## TASKS AND EXERCISES
1 > Check each statement against the sermon on the gift of community and answer yes or no, quoting the words that settle it: (a) Gregory Boyle has worked with gang members in Los Angeles for three decades. (b) Jesus's home town welcomed his change into a prophetic teacher. (c) This sermon opens the Epiphany preaching series.
2 > Pick up the sermon on the gift of community after its last sentence and carry it forward.

Top of GIVEN TEXT

Gift of Community – Br. Luke Ditewig

Br. Luke Ditewig

Romans 12:1-21
Matthew 13:54-58

Tonight we conclude our Epiphany preaching series on following God’s call, reflecting on the Gift of Community. We are created for relationship, reflecting God’s nature. “Our human vocation to live in communion and mutuality is rooted in our creation in God’s image and likeness. The very being of God is community; the Father, Son and Spirit are One in reciprocal self-giving and love.”[i]

We are created to love mutually, to walk together, share, listen, teach, and encourage. In our brokenness, much can make us feel alienated, disconnected, and cut off. Choosing to turn toward each other to connect, welcome, and share heals and transforms. Life is about transformation, continual progression, ongoing conversion. God continually calls us onward into more together.

Yet we are often stuck in the past. Placed in memories, given labels and expectations. Memories of who we once jostling up against who we are now. Patterns of prior years are powerfully present though the players have changed.

Memories may be of embarrassment, shame or guilt. We may be treated with aggression, evasion or suspicion based on our past actions rather than our present selves. People may restrict us, zeroing in on what we once did—even if we only did it once—an embarrassment, a failure, an accusation. Perhaps you know what this feels like.

Jesus had a hard time returning home to visit. “Where did this man get this wisdom and these deeds of power? Is this not the carpenter’s son? Is not his mother called Mary? … Where did this man get all this?” His own home town, his neighbors and community, took offense at Jesus, at his change into a powerful prophetic teacher. He was no longer the boy they remembered watching grow up. He was no longer a carpenter like his father. He had changed, and they didn’t like it. Jesus knows what it feels like to be restricted and rejected, for others to want a static past and refuse to affirm who you are becoming.

Some of the hardest parts of life are responding to change. Much of how we hurt each other stems from resisting or taking offense at change. We so easily cling to sticky memories, wanting to trap people in a former time and place:

“I keep putting him at a distance because he hurt me so much.”                                                     “I keep treating her as a child because I don’t want to lose my identity.”                                            “I keep telling him what to do because I fear he’ll leave me.”

Community can stifle and resist change in us, can hinder and reject God’s call. Jesus experienced this. The Bible is full of graphic and disgraceful stories, of fallible families and of God continually working through humanity.

Jesus invited women, foreigners, tax collectors, prostitutes, all kinds of the sick and outcast. Most people were tripped by sticky memories and labels like Gentile and sinner. Jesus was not. He knew who they were and what they’d done, and he loved them still. Jesus showed them to be one family.

Jesuit Gregory Boyle has worked with gang members for three decades in Los Angeles. His books, including Barking to the Choir: The Power of Radical Kinship, vividly show transformation through learning to belong in community. Boyle uses the image of a hallway between the doors of our old self and our new self. He tells his team to “line the hallway.”

Bottom of GIVEN TEXT
Top of DATA FOR ANALYSIS

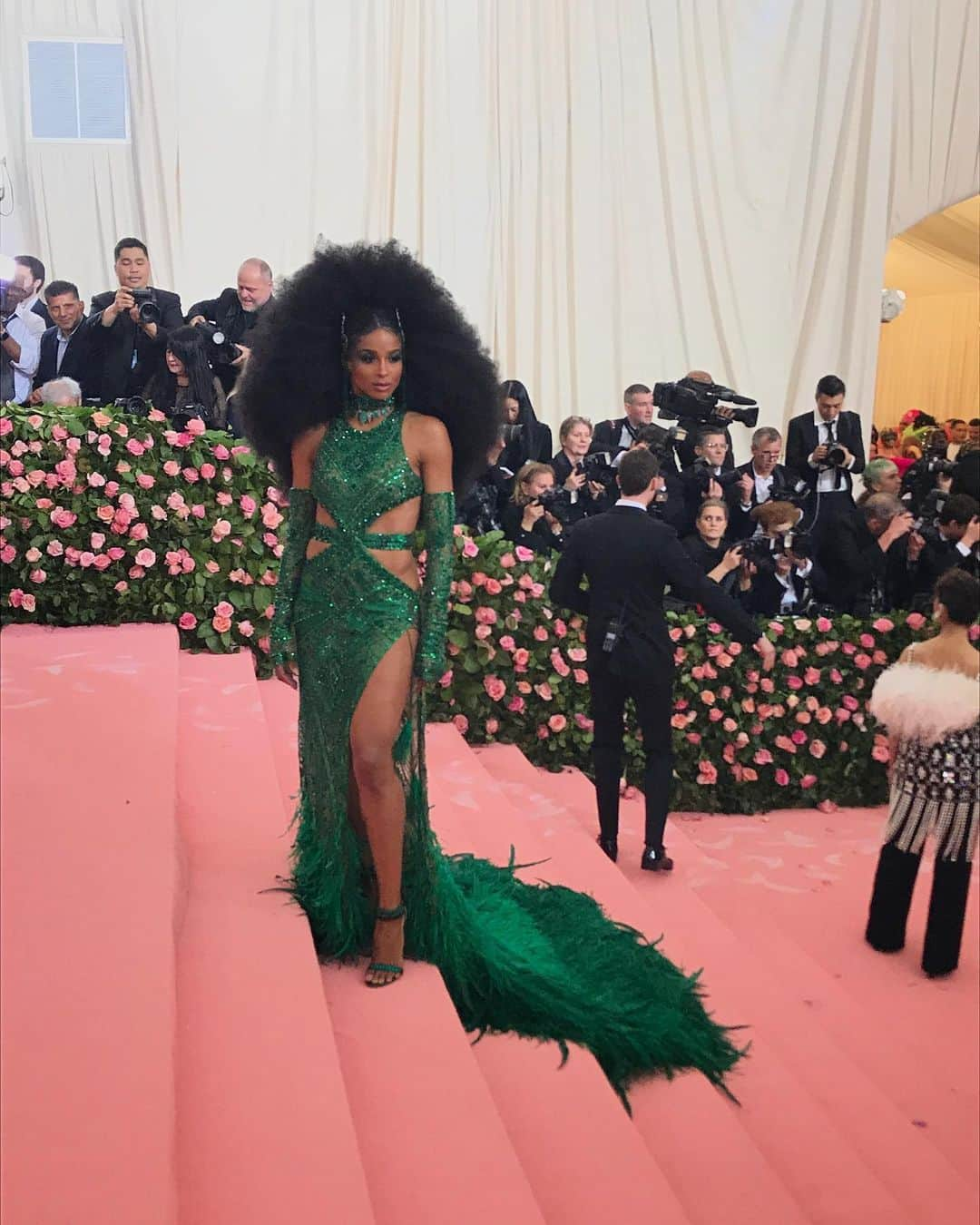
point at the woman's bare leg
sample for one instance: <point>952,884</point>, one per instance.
<point>374,730</point>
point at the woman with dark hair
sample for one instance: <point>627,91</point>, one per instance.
<point>533,441</point>
<point>375,399</point>
<point>189,387</point>
<point>928,702</point>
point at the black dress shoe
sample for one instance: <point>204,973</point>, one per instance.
<point>609,847</point>
<point>655,860</point>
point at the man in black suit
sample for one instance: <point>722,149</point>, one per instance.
<point>622,431</point>
<point>34,301</point>
<point>763,479</point>
<point>132,348</point>
<point>629,557</point>
<point>235,312</point>
<point>67,349</point>
<point>951,542</point>
<point>864,559</point>
<point>815,440</point>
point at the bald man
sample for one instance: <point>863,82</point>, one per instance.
<point>235,311</point>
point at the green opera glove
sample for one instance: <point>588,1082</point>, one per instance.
<point>437,516</point>
<point>298,529</point>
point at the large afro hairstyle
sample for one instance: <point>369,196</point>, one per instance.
<point>297,375</point>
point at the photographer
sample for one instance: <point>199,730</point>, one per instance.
<point>825,448</point>
<point>864,557</point>
<point>571,465</point>
<point>779,576</point>
<point>629,557</point>
<point>132,325</point>
<point>525,437</point>
<point>757,482</point>
<point>67,349</point>
<point>482,510</point>
<point>529,518</point>
<point>622,431</point>
<point>233,314</point>
<point>951,542</point>
<point>20,338</point>
<point>707,475</point>
<point>707,545</point>
<point>188,387</point>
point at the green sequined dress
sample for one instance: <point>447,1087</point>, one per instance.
<point>541,961</point>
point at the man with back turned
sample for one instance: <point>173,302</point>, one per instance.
<point>629,557</point>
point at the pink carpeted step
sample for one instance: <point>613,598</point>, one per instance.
<point>770,876</point>
<point>682,1121</point>
<point>900,1154</point>
<point>263,1126</point>
<point>90,893</point>
<point>431,1140</point>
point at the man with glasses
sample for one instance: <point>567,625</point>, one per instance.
<point>760,480</point>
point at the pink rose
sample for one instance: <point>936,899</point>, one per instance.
<point>707,774</point>
<point>494,688</point>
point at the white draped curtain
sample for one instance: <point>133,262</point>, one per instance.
<point>615,190</point>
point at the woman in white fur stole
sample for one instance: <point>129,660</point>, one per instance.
<point>930,703</point>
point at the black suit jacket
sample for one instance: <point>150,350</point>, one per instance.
<point>802,440</point>
<point>740,524</point>
<point>83,360</point>
<point>116,345</point>
<point>629,559</point>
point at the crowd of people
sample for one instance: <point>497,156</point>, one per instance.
<point>133,346</point>
<point>808,522</point>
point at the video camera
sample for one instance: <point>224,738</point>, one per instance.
<point>146,305</point>
<point>220,352</point>
<point>699,402</point>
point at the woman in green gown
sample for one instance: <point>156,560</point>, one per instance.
<point>375,401</point>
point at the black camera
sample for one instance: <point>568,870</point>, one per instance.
<point>220,352</point>
<point>699,402</point>
<point>135,405</point>
<point>147,307</point>
<point>598,466</point>
<point>557,503</point>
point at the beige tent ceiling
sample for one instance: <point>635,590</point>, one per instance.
<point>941,255</point>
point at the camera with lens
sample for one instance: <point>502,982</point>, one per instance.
<point>699,402</point>
<point>146,305</point>
<point>557,503</point>
<point>135,405</point>
<point>220,352</point>
<point>598,467</point>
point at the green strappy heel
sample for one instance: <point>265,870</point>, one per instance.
<point>386,966</point>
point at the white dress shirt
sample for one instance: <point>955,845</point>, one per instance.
<point>27,331</point>
<point>827,479</point>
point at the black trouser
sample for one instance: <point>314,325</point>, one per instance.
<point>891,899</point>
<point>650,682</point>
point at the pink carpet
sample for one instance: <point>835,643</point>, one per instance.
<point>173,1053</point>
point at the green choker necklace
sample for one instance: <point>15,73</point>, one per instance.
<point>368,410</point>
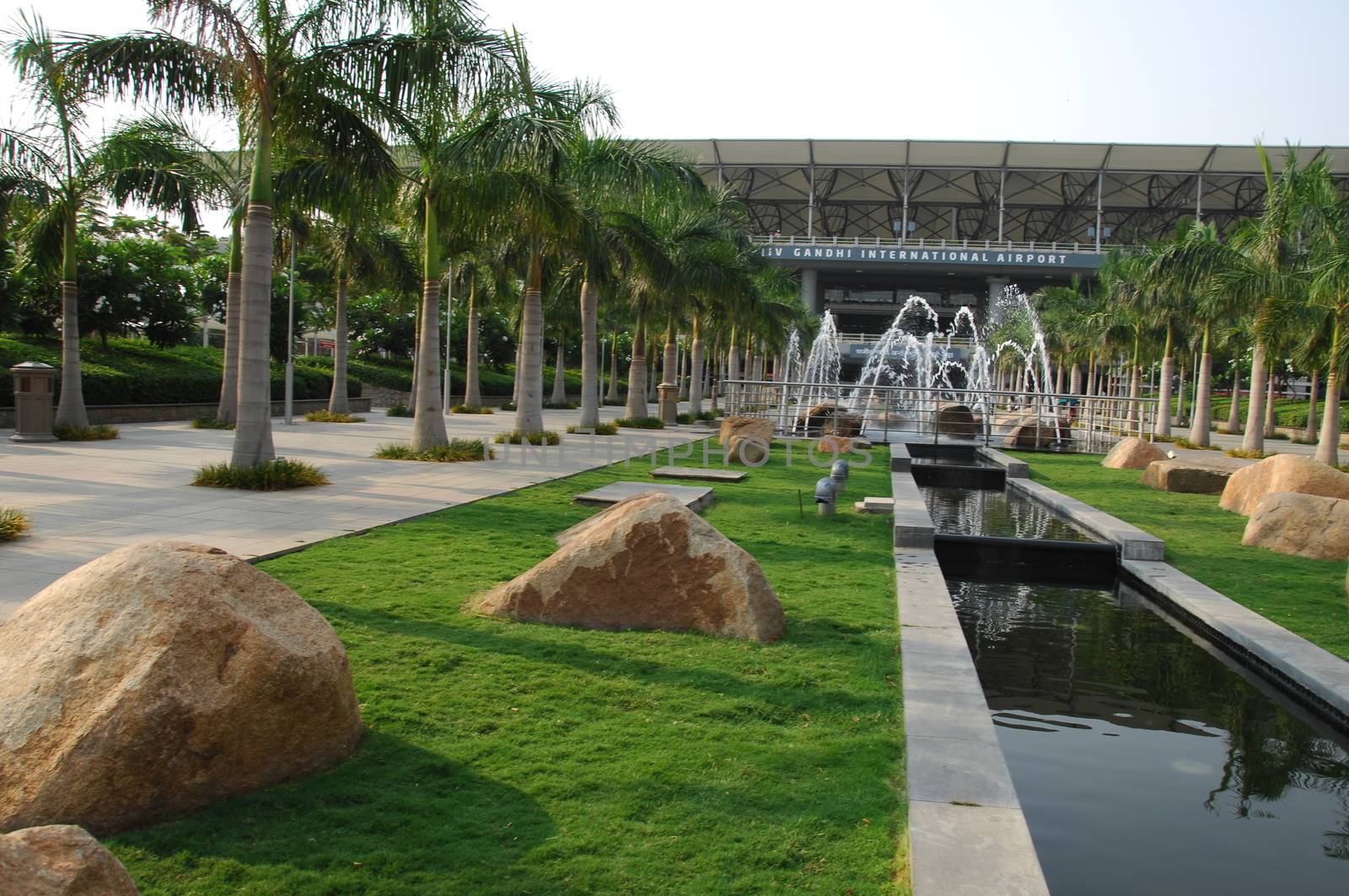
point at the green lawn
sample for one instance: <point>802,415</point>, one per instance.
<point>526,759</point>
<point>1306,597</point>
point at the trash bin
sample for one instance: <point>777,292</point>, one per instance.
<point>34,386</point>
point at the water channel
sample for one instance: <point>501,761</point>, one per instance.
<point>1146,760</point>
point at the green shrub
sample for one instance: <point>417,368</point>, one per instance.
<point>209,422</point>
<point>324,416</point>
<point>641,422</point>
<point>516,437</point>
<point>456,451</point>
<point>13,523</point>
<point>274,475</point>
<point>600,429</point>
<point>85,433</point>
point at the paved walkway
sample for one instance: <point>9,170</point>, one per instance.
<point>89,498</point>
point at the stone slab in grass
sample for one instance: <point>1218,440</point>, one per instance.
<point>694,496</point>
<point>712,474</point>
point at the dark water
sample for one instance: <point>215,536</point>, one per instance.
<point>984,512</point>
<point>1144,764</point>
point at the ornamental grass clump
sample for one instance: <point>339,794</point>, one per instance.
<point>641,422</point>
<point>84,433</point>
<point>209,422</point>
<point>13,523</point>
<point>456,451</point>
<point>324,416</point>
<point>516,437</point>
<point>274,475</point>
<point>598,429</point>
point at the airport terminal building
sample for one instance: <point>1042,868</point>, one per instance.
<point>869,223</point>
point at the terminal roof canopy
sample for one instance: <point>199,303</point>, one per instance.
<point>991,190</point>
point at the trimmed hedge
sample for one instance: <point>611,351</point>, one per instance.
<point>132,372</point>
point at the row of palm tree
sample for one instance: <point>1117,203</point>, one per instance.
<point>1275,287</point>
<point>368,127</point>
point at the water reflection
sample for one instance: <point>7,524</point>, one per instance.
<point>984,512</point>
<point>1146,764</point>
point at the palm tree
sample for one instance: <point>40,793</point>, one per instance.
<point>148,161</point>
<point>307,78</point>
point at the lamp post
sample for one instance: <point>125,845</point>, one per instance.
<point>290,339</point>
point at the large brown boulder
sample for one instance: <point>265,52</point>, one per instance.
<point>955,420</point>
<point>1180,475</point>
<point>1303,525</point>
<point>60,860</point>
<point>830,420</point>
<point>645,563</point>
<point>159,679</point>
<point>746,439</point>
<point>1132,453</point>
<point>1282,473</point>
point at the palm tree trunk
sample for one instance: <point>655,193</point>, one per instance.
<point>226,410</point>
<point>559,377</point>
<point>1254,437</point>
<point>636,408</point>
<point>472,388</point>
<point>613,394</point>
<point>253,431</point>
<point>1169,363</point>
<point>1310,432</point>
<point>1328,448</point>
<point>71,410</point>
<point>590,358</point>
<point>428,412</point>
<point>337,399</point>
<point>696,351</point>
<point>529,412</point>
<point>1201,422</point>
<point>1270,420</point>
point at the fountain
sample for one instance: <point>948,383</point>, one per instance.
<point>928,368</point>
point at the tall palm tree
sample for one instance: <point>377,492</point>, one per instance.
<point>305,78</point>
<point>62,169</point>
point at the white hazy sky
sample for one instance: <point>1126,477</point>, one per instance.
<point>1097,71</point>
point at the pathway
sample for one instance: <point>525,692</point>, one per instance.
<point>89,498</point>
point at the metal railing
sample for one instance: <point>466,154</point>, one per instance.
<point>906,413</point>
<point>1009,246</point>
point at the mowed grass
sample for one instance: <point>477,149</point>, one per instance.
<point>525,759</point>
<point>1306,597</point>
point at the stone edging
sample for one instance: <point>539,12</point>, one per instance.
<point>968,834</point>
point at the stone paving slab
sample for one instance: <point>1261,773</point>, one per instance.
<point>710,474</point>
<point>971,850</point>
<point>692,496</point>
<point>89,498</point>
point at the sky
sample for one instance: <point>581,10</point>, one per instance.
<point>1105,71</point>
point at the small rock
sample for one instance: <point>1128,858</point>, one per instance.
<point>1132,453</point>
<point>1180,475</point>
<point>1303,525</point>
<point>60,860</point>
<point>645,563</point>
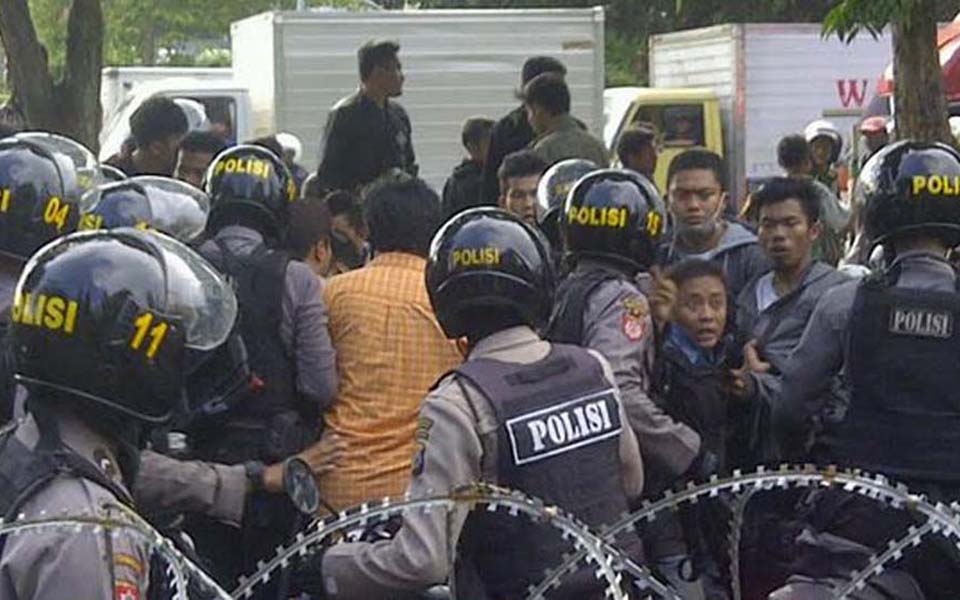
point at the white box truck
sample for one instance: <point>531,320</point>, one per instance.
<point>457,63</point>
<point>772,80</point>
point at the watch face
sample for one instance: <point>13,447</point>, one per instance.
<point>300,486</point>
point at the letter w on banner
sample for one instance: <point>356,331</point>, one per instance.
<point>852,92</point>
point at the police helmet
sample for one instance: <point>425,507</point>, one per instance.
<point>148,202</point>
<point>614,214</point>
<point>114,318</point>
<point>250,183</point>
<point>44,181</point>
<point>911,187</point>
<point>821,128</point>
<point>487,258</point>
<point>552,192</point>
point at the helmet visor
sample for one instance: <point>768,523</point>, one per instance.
<point>179,209</point>
<point>197,295</point>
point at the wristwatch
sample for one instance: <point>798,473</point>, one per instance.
<point>254,470</point>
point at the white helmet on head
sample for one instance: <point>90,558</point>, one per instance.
<point>290,143</point>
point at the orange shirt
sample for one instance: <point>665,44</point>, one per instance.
<point>390,351</point>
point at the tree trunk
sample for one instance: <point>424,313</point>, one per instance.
<point>72,106</point>
<point>921,105</point>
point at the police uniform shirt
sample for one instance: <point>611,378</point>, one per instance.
<point>617,324</point>
<point>63,563</point>
<point>455,448</point>
<point>820,353</point>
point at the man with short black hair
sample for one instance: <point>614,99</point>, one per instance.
<point>464,188</point>
<point>793,155</point>
<point>519,177</point>
<point>367,134</point>
<point>512,132</point>
<point>156,128</point>
<point>546,99</point>
<point>390,348</point>
<point>308,237</point>
<point>197,151</point>
<point>696,197</point>
<point>637,150</point>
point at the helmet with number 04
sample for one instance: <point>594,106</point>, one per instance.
<point>117,318</point>
<point>486,258</point>
<point>614,214</point>
<point>168,205</point>
<point>911,187</point>
<point>250,185</point>
<point>45,179</point>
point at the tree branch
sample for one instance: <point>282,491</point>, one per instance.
<point>84,59</point>
<point>27,63</point>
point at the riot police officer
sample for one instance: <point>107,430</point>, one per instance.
<point>283,328</point>
<point>490,280</point>
<point>149,202</point>
<point>552,192</point>
<point>894,337</point>
<point>104,327</point>
<point>42,180</point>
<point>611,223</point>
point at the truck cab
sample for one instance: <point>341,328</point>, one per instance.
<point>227,106</point>
<point>683,118</point>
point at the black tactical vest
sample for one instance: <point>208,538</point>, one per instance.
<point>558,439</point>
<point>270,403</point>
<point>904,368</point>
<point>566,321</point>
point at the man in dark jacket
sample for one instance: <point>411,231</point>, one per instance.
<point>464,188</point>
<point>696,199</point>
<point>513,132</point>
<point>367,134</point>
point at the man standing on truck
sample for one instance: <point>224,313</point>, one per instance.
<point>157,128</point>
<point>512,132</point>
<point>367,134</point>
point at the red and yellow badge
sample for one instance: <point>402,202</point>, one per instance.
<point>124,590</point>
<point>635,311</point>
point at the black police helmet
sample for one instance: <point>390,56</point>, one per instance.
<point>109,317</point>
<point>250,185</point>
<point>911,187</point>
<point>41,189</point>
<point>487,258</point>
<point>552,192</point>
<point>614,214</point>
<point>168,205</point>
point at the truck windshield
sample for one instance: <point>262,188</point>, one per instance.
<point>679,125</point>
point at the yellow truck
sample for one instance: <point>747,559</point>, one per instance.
<point>683,118</point>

Bottom of DATA FOR ANALYSIS

## OUTPUTS BY TASK
1 >
(a) Yes: "Jesuit Gregory Boyle has worked with gang members for three decades in Los Angeles."
(b) No: "His own home town, his neighbors and community, took offense at Jesus"
(c) No: "Tonight we conclude our Epiphany preaching series"

2 >
“We encourage and cajole with a constant tenderness, as the tentative soul takes steps toward the fullness of becoming. The hallway can be long and the lure to an old, tired, but known and safe version can be compelling. And those who line the hallway haven’t arrived fully either. Our mutual accompaniment with each other along the way pulls us all over the finish line. It’s about the ‘rehab of the soul,’ as one of our senior staff puts it. We all line the hallway on this good journey with only gentleness in our rucksack and our brokenness within reach.”[ii]

Like Jesus, we can show each other belonging, how we are one family. Affirm God’s kinship, discerning what is real and divine, not simply sticky. Delight and encourage change in others as they lean into fuller life.

The reading from the Letter to the Romans describes what it means to be Christian community. “We who are many are one body in Christ, and individually we are members one of another.” This is not something to do on our own but together. “Be transformed by the renewing of your minds so that you may be able to discern what is the will of God.”

Be transformed by helping each other: “Rejoice in hope, be patient in suffering, persevere in prayer. Contribute to the needs of the saints; extend hospitality to strangers. Bless those who persecute you. Rejoice with those who rejoice; weep with those who weep.”

Whom has God given you as community? We all need companions and friends. We must often first show up, offer connection, befriend and reach out. Are you trying to journey alone? Who is nearby and how might you walk with them?

How has community resisted you? We’ve all experienced this. Lament with Jesus who knows and shares your pain. Turn to the present, who is in the hallway encouraging and cajoling you onward? It might be friends, neighbors, or strangers. What’s God’s invitation? How are you being called into further life with others? How can you encourage and cajole? Rejoice, be patient, persevere, and contribute. Welcome, weep, and bless together, for like God we are community one to another.


[i] The SSJE Rule of Life, Chapter 4: The Witness of Life in Community

[ii] Gregory Boyle (2017) Barking to the Choir: The Power of Radical Kinship. New York: Simon & Schuster, p117-118.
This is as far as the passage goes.